> TASK OBJECTIVE
In the entries below, find every line with the string "black" and copy it.

*****

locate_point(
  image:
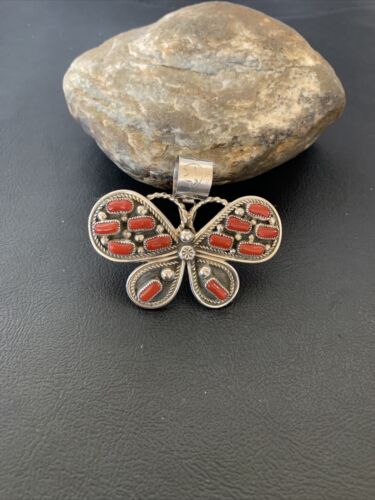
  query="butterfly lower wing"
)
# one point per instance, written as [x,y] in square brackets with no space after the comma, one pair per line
[213,282]
[155,284]
[246,230]
[124,226]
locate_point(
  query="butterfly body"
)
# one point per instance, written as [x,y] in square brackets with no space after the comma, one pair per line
[125,226]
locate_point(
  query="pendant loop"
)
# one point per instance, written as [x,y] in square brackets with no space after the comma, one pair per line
[192,179]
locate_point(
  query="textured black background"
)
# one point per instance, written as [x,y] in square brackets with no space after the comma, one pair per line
[270,398]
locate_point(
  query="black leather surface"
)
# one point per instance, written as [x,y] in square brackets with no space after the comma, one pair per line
[270,398]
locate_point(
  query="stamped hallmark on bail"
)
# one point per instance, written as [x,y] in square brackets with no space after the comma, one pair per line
[125,226]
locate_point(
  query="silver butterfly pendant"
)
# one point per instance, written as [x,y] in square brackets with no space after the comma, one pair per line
[125,226]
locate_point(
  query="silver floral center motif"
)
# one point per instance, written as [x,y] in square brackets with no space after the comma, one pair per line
[187,252]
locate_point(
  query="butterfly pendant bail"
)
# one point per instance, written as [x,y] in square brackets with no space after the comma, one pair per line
[125,226]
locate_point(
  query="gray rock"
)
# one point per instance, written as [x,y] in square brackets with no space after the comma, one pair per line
[214,81]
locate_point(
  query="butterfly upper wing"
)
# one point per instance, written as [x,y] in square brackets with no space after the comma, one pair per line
[246,230]
[124,226]
[214,283]
[155,284]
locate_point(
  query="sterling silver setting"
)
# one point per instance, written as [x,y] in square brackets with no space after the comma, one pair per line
[125,226]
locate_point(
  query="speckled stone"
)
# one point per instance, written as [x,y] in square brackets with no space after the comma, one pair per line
[215,81]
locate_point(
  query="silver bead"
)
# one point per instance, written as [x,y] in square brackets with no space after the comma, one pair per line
[187,252]
[186,235]
[204,272]
[141,210]
[167,274]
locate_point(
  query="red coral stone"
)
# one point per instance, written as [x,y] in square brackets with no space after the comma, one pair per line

*****

> TASK RESULT
  query="textured black background"
  query="black leather surface"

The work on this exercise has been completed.